● Object location annotation data
_____
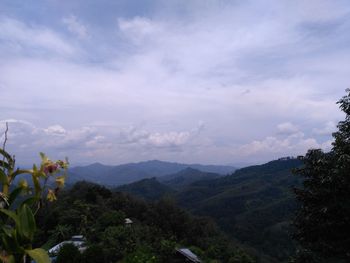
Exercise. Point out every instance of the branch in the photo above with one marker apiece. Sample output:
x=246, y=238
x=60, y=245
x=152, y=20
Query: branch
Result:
x=6, y=131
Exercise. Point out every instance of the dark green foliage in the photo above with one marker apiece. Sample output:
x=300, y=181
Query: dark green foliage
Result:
x=92, y=254
x=323, y=221
x=150, y=189
x=68, y=254
x=254, y=205
x=157, y=229
x=187, y=177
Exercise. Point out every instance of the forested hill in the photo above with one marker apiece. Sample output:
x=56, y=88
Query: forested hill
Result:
x=254, y=205
x=157, y=228
x=131, y=172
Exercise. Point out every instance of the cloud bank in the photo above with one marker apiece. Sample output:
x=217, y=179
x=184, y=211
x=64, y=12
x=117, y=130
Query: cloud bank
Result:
x=199, y=81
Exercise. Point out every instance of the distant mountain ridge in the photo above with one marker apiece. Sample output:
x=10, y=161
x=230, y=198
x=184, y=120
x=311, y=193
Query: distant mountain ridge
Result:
_____
● SHORT TASK
Copy every row above word for word, leaving out the pictures.

● ANSWER TO THIS EXERCISE
Exercise. Point out every instance of the branch in the photo above with one marker apiece. Sample output:
x=246, y=238
x=60, y=245
x=152, y=20
Query: branch
Result:
x=6, y=131
Exercise. Point out every instance of the dark green foliage in the photo above with one marker apiece. Sample output:
x=300, y=181
Query: dark green foliage
Result:
x=92, y=254
x=323, y=221
x=150, y=189
x=68, y=254
x=254, y=205
x=157, y=229
x=187, y=177
Exercise. Point out every instance of the forested hill in the photo above with one marker apiece. Sample output:
x=56, y=88
Query: forested hill
Result:
x=254, y=205
x=157, y=228
x=131, y=172
Exercise. Point out every instance of the cloud bank in the photo above with one marker apiece. Sample output:
x=217, y=179
x=184, y=211
x=64, y=12
x=117, y=130
Query: cloud bank
Result:
x=199, y=81
Exercise. Point out every instance of the distant mountain ridge in the photo above with one marker apiece. Sample output:
x=10, y=161
x=230, y=198
x=184, y=120
x=311, y=193
Query: distant mountain ridge
Result:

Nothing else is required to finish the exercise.